Material for this task →
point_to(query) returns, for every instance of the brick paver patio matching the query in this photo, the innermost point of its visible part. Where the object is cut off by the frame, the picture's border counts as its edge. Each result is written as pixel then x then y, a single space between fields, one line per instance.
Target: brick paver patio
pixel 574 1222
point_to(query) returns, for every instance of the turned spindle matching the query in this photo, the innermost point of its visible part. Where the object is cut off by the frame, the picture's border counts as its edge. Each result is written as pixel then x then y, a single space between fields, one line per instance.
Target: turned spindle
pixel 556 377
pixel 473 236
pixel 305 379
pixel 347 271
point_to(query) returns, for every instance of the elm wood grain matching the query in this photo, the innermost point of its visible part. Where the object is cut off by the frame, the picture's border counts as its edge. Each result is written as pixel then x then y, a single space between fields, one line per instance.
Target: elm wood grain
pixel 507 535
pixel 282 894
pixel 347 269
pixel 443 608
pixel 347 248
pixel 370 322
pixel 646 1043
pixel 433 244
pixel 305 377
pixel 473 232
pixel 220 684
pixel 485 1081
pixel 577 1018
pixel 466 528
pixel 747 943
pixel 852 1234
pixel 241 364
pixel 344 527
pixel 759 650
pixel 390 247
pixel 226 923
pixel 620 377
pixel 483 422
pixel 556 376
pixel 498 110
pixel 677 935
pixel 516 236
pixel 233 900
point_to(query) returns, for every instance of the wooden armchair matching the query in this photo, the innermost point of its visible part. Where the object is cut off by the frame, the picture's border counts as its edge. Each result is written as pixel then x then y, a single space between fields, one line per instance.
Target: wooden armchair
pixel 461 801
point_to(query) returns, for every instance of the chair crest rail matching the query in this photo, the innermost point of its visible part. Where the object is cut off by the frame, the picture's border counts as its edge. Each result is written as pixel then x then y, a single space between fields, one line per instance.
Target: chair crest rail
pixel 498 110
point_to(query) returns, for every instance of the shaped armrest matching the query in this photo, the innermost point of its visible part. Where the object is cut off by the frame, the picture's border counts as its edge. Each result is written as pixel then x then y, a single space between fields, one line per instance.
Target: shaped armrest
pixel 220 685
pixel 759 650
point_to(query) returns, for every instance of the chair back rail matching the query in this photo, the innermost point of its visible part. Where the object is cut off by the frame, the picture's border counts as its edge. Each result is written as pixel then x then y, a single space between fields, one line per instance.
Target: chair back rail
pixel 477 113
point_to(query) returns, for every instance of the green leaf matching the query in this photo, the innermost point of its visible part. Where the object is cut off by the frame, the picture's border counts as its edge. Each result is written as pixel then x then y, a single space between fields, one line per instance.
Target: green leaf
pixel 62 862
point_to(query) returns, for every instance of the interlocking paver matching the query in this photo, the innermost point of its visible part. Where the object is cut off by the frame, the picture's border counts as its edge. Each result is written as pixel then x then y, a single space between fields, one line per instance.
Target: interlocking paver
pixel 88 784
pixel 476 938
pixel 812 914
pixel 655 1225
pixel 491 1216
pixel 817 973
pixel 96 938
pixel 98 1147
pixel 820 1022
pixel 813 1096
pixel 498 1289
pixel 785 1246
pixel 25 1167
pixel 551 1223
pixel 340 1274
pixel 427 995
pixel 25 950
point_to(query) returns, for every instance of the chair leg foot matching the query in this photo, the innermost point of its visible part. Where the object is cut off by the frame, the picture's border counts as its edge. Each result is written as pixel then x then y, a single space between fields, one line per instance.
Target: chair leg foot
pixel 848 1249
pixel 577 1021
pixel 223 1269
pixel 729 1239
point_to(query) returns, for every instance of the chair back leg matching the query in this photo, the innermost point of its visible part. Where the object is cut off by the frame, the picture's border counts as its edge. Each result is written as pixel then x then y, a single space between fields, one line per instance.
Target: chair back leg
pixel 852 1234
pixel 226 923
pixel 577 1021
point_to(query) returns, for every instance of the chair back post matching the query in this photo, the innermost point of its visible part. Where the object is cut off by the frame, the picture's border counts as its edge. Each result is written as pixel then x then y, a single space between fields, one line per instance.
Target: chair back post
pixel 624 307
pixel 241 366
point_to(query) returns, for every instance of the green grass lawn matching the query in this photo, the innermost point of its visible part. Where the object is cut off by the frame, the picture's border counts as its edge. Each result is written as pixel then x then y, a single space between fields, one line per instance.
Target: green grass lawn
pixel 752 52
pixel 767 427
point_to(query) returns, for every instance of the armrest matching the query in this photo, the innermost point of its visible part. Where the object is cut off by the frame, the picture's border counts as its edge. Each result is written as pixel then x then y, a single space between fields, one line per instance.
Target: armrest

Exercise requirements → Rewrite all of the lines above with "innermost point" replaced by "deepest interior point" wherever it occurs, leaving everything else unchanged.

Solution to this exercise →
point_to(query) returns, for every instance of the brick paver patio matching the query in this photo, the deepest interior point of its visible part. Where the object is cut off by the frame, the picture's border counts as its edge. Each result is written as pixel then x then y, a single space between fields, one line per instance.
Target: brick paver patio
pixel 574 1222
point_to(query) returns, for every instance of the turned spindle matching the query in this photo, the deepest interior point of its visible part. Where the object is cut off by the frame, the picture's border counts as its edge. Each result is written as pixel then x then y, a single space between fields, one line per instance.
Target: turned spindle
pixel 556 377
pixel 473 236
pixel 305 379
pixel 347 271
point_to(query) returns, for every instance of the elm wood grain matching the query in this photo, the deepest interior point of its visible part. Where the object is cut off by the frame, the picture's border counts as its edge. Each result is written as pixel then x then y, a single space between fields, one line per instance.
Target: elm wood grain
pixel 507 535
pixel 282 894
pixel 347 269
pixel 443 608
pixel 347 248
pixel 370 322
pixel 646 1043
pixel 433 244
pixel 305 377
pixel 473 232
pixel 220 684
pixel 485 1081
pixel 577 1018
pixel 466 528
pixel 747 943
pixel 852 1234
pixel 241 364
pixel 344 527
pixel 759 650
pixel 390 247
pixel 226 923
pixel 620 377
pixel 483 422
pixel 556 376
pixel 498 110
pixel 677 935
pixel 516 236
pixel 233 900
point_to(query) returns, for every instance of the wooden armchair matching the query in this photo, the deepest interior point of its visible part. Where the object is cut off by the frame, the picture's border counts as its edge. Each result is written as pixel then x then y, a single space between fields, one line per instance.
Target: wooden armchair
pixel 461 801
point_to(query) returns, for every instance of the chair crest rail matching the query in this photo, the deepest interior point of its visible part. Where the object is cut off by the frame, the picture's border counts as its edge. Each result is written as pixel then x then y, a single space between fields, one line per instance.
Target: chair crest rail
pixel 498 110
point_to(query) returns, for every instance of the shaped armrest matching the query in this photo, the deepest interior point of its visible part. Where the object is cut off by the frame, the picture's border counts as its edge. Each result is written as pixel then x then y, a single space between fields, one line per instance.
Target: shaped armrest
pixel 220 685
pixel 759 650
point_to(query) returns, for every instance of the chair back rail matching the query in this photo, the deepest interior point of its visible part. Where the object is cut off by the frame, the picture's border counts as its edge. Each result is written as pixel then x then y, a single space between fields, one line per instance.
Target: chair back rail
pixel 477 113
point_to(query) returns, for every instance of the green leaf matching the query in this photo, the deepest interior point of its visible part. Where the object is cut off by the frame, the picture's border counts as its edge. Each result is written as pixel then x then y, a single space between fields, one line per instance.
Target: green leaf
pixel 62 862
point_to(query) returns, for every instance of the interlocking paver matching the query in this photo, the deepest interior point of its visible part. Where the object is cut off by the frame, the picture's border counts as its edge. Each result is written as pixel then x then y, a single space between fields, one line per instance.
Target: interlocking paver
pixel 88 784
pixel 476 938
pixel 812 914
pixel 655 1225
pixel 491 1216
pixel 817 973
pixel 96 938
pixel 98 1147
pixel 820 1022
pixel 813 1096
pixel 498 1289
pixel 785 1246
pixel 25 1167
pixel 551 1223
pixel 340 1274
pixel 427 995
pixel 25 950
point_to(query) returns, for every instance of the chair leg foot matching the query in this photo, the deepest interior point of its visible part. Where the object is cut off by the frame, the picture's border counts as its edge. Each result is written as pixel then x then y, a single space between fields, one line per instance.
Target: chair leg foot
pixel 848 1249
pixel 577 1021
pixel 223 1269
pixel 729 1239
point_to(query) returns, for every instance of the chair back leg matching the query in this photo, the deepest interior point of its visible part. Where the object is cut off by the frame, the picture's border counts as its edge. Each result is written as pixel then x then y, a single space between fields, one line per instance.
Target: chair back leg
pixel 852 1234
pixel 226 923
pixel 577 1021
point_to(query) returns, for every instance of the chair back post matching the query in this photo, the deepest interior point of its visible part. Where the object is cut off by the frame, the picture's border counts as its edge. Each result is written as pixel then x then y, a single space between fields, one line per instance.
Target: chair back post
pixel 624 307
pixel 241 366
point_to(query) returns, for every instance of the green grass lawn matching the query in this photo, the deepest interior point of its visible part. Where the object is cut off by the frame, the picture's border counts as its edge. Each result is written as pixel then x then y, a single space between fields, one line per instance.
Target: green grass lawn
pixel 752 52
pixel 767 427
point_to(query) returns, for every instance of the armrest matching the query in this photo, the deepest interior point of its visible part. Where the object is cut off by the frame, the picture's border counts as its edge. Each result is written as pixel then x then y, a single space between fields, one line per instance.
Target: armrest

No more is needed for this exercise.